• **Selection**:
^^^^^^^^^^^^^^^^
The range-topping 12.1-megapixel D3 is Nikon's first digital SLR with a full-frame sensor.
Second, it’s Nikon’s first full-frame DSLR, which means that the sensor is the same size as a traditional 35mm frame.
Third, it bridges a gap between its two predecessors, the D2XS and the D2HS. This is possibly the most interesting concept behind the camera. Where previously photographers had to choose between the high resolution D2XS and the low resolution but faster D2HS, the D3 has combined the two into one body. This allows press photographers, say, which is Nikon’s traditional pro market, to shoot high-res for magazine work, or shoot to a fast frame rate for sports or news stories. To a working professional this means they only need to buy one camera, so saving £3,000 immediately.
Features: Page 1
The Nikon D3 should be reasonably familiar to users of other Nikon cameras, whether digital or the high-end film cameras. It has the usual set of PASM modes, but no scene modes that you’d find on low- to midrange cameras. There’s comprehensive exposure assistance at your beck and call thanks to the D3’s ±5 stop exposure compensation and ±4 stop auto-exposure bracketing over two to nine frames. Each of these can be selected in one-third, half or one stop increments. White balance compensation is also included over nine exposures, and there’s a full range of WB options, including presets, manual and colour temperature.
^^^^^^^^^^^^^^^^
• **Short task**:
Name every Nikon camera model mentioned in the passage on the Nikon D3. The lines that come next are not needed for this work.

• **Source data**:
^^^^^^^^^^^^^^^^
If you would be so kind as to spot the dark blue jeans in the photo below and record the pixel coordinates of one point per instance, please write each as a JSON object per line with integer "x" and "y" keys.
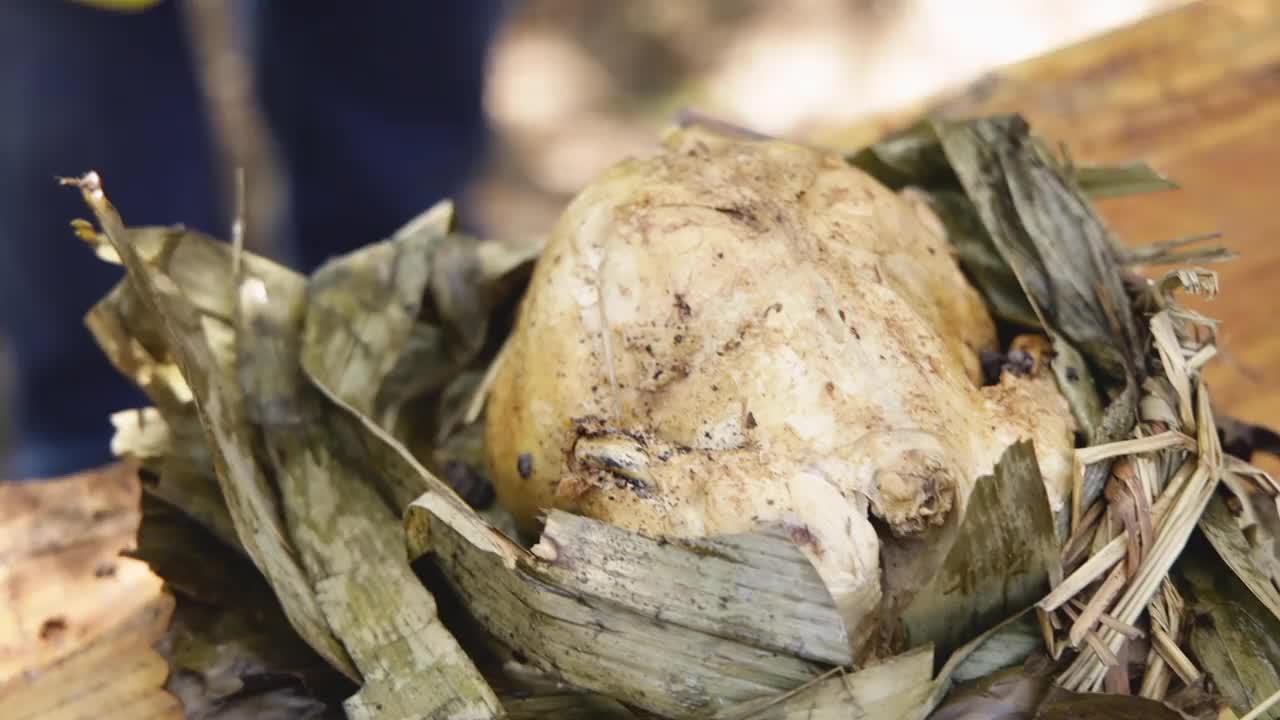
{"x": 375, "y": 109}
^^^^^^^^^^^^^^^^
• **Written solution**:
D3, D2XS, D2HS